(Labeled box records)
________________________

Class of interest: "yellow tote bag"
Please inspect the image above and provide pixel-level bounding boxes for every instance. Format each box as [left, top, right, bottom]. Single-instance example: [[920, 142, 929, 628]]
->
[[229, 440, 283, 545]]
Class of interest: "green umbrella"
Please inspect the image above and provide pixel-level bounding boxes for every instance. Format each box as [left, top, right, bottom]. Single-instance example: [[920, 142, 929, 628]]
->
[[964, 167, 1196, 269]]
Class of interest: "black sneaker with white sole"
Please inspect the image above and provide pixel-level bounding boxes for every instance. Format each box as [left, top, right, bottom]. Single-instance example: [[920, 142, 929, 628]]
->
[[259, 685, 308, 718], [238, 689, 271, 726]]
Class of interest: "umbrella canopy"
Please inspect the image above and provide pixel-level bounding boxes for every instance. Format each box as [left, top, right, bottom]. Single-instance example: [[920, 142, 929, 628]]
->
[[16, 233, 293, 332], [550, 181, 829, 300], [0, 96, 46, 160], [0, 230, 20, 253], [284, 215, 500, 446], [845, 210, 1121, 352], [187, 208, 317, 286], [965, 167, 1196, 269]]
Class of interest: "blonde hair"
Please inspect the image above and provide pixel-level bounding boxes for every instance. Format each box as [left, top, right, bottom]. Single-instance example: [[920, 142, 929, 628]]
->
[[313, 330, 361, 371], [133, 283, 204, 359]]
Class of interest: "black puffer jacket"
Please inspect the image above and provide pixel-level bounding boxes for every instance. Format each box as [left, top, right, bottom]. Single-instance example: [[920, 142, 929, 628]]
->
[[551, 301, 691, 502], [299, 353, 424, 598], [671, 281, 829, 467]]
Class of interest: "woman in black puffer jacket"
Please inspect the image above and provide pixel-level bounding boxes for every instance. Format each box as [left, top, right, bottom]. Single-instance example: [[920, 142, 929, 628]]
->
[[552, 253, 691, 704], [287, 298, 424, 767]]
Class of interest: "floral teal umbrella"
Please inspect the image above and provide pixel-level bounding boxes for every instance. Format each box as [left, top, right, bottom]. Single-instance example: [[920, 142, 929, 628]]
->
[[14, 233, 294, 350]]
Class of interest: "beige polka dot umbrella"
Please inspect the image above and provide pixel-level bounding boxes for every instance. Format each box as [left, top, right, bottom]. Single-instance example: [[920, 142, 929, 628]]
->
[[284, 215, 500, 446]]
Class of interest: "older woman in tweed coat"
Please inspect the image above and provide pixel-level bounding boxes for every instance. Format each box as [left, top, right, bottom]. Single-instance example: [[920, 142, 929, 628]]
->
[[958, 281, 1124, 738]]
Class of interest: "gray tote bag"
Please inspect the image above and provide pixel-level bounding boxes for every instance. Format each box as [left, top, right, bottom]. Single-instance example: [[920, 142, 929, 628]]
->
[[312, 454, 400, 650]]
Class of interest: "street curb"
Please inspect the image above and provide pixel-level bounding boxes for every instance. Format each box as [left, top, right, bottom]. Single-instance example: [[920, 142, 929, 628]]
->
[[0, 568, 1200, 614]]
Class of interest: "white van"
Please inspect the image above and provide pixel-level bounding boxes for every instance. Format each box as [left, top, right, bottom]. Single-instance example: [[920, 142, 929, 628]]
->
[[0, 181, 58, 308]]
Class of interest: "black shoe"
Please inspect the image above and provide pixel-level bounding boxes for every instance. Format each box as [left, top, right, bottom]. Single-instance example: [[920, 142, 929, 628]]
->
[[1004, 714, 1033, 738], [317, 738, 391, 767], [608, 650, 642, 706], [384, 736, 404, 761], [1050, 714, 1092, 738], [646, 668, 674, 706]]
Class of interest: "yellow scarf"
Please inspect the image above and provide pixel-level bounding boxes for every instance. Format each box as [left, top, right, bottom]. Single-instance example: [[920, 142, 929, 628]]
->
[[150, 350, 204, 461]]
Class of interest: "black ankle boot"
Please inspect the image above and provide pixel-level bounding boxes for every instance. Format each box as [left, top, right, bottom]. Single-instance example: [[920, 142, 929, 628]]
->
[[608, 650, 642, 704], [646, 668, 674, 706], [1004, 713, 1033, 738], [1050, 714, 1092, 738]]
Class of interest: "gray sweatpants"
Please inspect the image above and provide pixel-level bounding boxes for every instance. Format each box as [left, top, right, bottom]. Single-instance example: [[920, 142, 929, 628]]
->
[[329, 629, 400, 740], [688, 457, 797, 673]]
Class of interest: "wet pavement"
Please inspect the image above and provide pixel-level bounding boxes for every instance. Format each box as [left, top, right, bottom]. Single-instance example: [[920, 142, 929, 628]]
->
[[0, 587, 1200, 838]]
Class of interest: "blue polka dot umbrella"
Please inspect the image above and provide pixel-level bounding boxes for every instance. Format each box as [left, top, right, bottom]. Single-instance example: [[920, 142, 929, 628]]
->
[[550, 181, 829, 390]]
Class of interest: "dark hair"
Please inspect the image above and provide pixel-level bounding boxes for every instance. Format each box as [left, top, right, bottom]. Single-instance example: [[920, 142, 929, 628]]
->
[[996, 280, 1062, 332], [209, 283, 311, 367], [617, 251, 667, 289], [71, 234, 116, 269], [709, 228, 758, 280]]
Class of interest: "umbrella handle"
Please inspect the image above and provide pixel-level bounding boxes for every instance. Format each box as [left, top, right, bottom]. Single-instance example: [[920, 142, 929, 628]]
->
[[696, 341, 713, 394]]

________________________

Reproduce every row above verbatim, keeping each line unchanged.

--- CORRECT RESULT ---
Class of interest: "yellow tote bag"
Please inspect the image above and provide pixel-level bounding boxes for every instance. Format each box as [left, top, right, bottom]. Single-instance example: [[920, 142, 929, 628]]
->
[[229, 440, 283, 545]]
Class of interest: "green umbrella"
Please inspect the image above and provide pixel-level bounding boxes for every instance. Format each box as [left, top, right, bottom]. Single-instance example: [[920, 142, 929, 628]]
->
[[964, 167, 1196, 269]]
Class of interest: "black sneaker with white sole"
Please inspect the image above and provide pixel-level bounding boxes for every instance. Format each box as [left, top, right, bottom]. Single-instance example: [[920, 142, 929, 628]]
->
[[259, 685, 308, 718], [238, 689, 271, 726]]
Class of interest: "umbrella canopy"
Please inspect the image above and provide pixel-level bounding boxes for every instance. Format each box as [left, top, right, bottom]. Single-instance example: [[920, 142, 929, 628]]
->
[[16, 233, 293, 332], [550, 181, 829, 300], [0, 96, 46, 160], [0, 230, 20, 253], [284, 215, 500, 446], [845, 210, 1121, 352], [187, 208, 317, 286], [965, 167, 1196, 269]]
Class of interest: "blonde hair"
Please inspect the image above and provide pixel-level bounding boxes for every instance. Format each box as [left, top, right, bottom]. Single-instance example: [[920, 142, 929, 628]]
->
[[313, 330, 361, 371], [133, 283, 204, 359]]
Class of interest: "black puffer jacket"
Please inspect the image above and provide pixel-level bounding boxes for every instance. Format each box as [left, top, right, bottom]. Single-instance example: [[920, 142, 929, 628]]
->
[[551, 301, 691, 502], [299, 353, 424, 598], [671, 281, 829, 467]]
Class of interest: "woman in black puffer jacket"
Please inspect the image above and provide pixel-level bounding boxes for every instance. Format each box as [left, top, right, bottom]. Single-instance example: [[920, 142, 929, 628]]
->
[[552, 253, 691, 704], [287, 298, 424, 767]]
Class of interest: "floral teal umbrella"
Please inspect the image above and provide pixel-level bounding boxes for every instance. Format each box as [left, top, right, bottom]. Single-instance example: [[920, 142, 929, 628]]
->
[[14, 233, 294, 350]]
Class of interest: "beige polka dot umbrella"
Please inspect the image above and provide pixel-level bounding boxes for every instance. Format each box as [left, top, right, bottom]. Single-instance example: [[920, 142, 929, 628]]
->
[[284, 215, 500, 446]]
Class of interest: "older woman in tweed coat"
Please inspect the image above and provide pixel-level bounding boxes for every instance. Format each box as [left, top, right, bottom]. Single-instance example: [[920, 142, 929, 628]]
->
[[958, 281, 1124, 738]]
Class of interest: "gray tote bag"
Please inspect the image above and provide pixel-level bounding boxes for every instance. Format each box as [left, top, right, bottom]. Single-instance example: [[920, 142, 929, 628]]
->
[[312, 454, 400, 650]]
Class of interest: "street curb"
Please inspect the image above and provide pixel-level bounding boxes for every instance. Format each box as [left, top, right, bottom]. Single-instance example: [[920, 142, 929, 628]]
->
[[0, 568, 1200, 614]]
Class of interest: "white van"
Please inspect the image above and provide pixel-level bounding boxes for every instance. Format each box as [left, top, right, bottom]. Single-instance example: [[920, 142, 929, 628]]
->
[[0, 181, 58, 308]]
Class of interest: "black shoe"
Please inspect the image above and provide pixel-level bounding boxes for every instance. Format each box as [left, top, right, bottom]. Single-instance example: [[920, 142, 929, 628]]
->
[[1004, 714, 1033, 738], [317, 738, 391, 767], [608, 650, 642, 706], [384, 736, 404, 761], [1050, 714, 1092, 738], [646, 668, 674, 706]]
Class of interest: "yellow scarf"
Please inspect the image above and provide pixel-level bounding boxes for every instance. Format each box as [left, top, right, bottom]. Single-instance example: [[920, 142, 929, 628]]
->
[[150, 350, 204, 461]]
Class of interest: "black ankle boot"
Please inspect the image above and provide pixel-level bounding boxes for every instance. Format each box as [left, top, right, bottom]. Single-instance example: [[920, 142, 929, 628]]
->
[[608, 650, 642, 704], [646, 668, 674, 706], [1004, 713, 1033, 738], [1050, 714, 1092, 738]]
Class of interest: "gray sweatpants"
Please inspect the image above and provide pixel-level bounding boxes for every instance. Format each box as [left, top, right, bottom]. Single-instance example: [[920, 142, 929, 628]]
->
[[329, 629, 400, 740], [688, 457, 797, 673]]
Class of interest: "wet pavement"
Please inspect the image above and provide pixel-level bounding boxes for every instance. Format each box as [left, top, right, bottom]. Single-instance example: [[920, 142, 929, 628]]
->
[[0, 587, 1200, 838]]
Class of interest: "blue polka dot umbrella"
Please inspect the image above and provide pixel-level bounding boxes for every instance. Format each box as [left, top, right, bottom]. Single-instance example: [[920, 142, 929, 628]]
->
[[550, 181, 829, 390]]
Class of interest: "dark hair"
Please inspect the image above and provide pixel-level bounding boxes for every instance. Format each box as [left, top, right, bottom]. Single-instance example: [[920, 142, 929, 628]]
->
[[996, 280, 1062, 332], [209, 283, 311, 367], [617, 251, 667, 289], [71, 234, 116, 269], [709, 228, 758, 280]]
Class of interest: "umbrella handle"
Please inspect the image above and provide pixel-level bounding boxes for every instance. Format each box as [left, top, right, bottom]. Single-instance example: [[920, 142, 929, 628]]
->
[[696, 341, 713, 394]]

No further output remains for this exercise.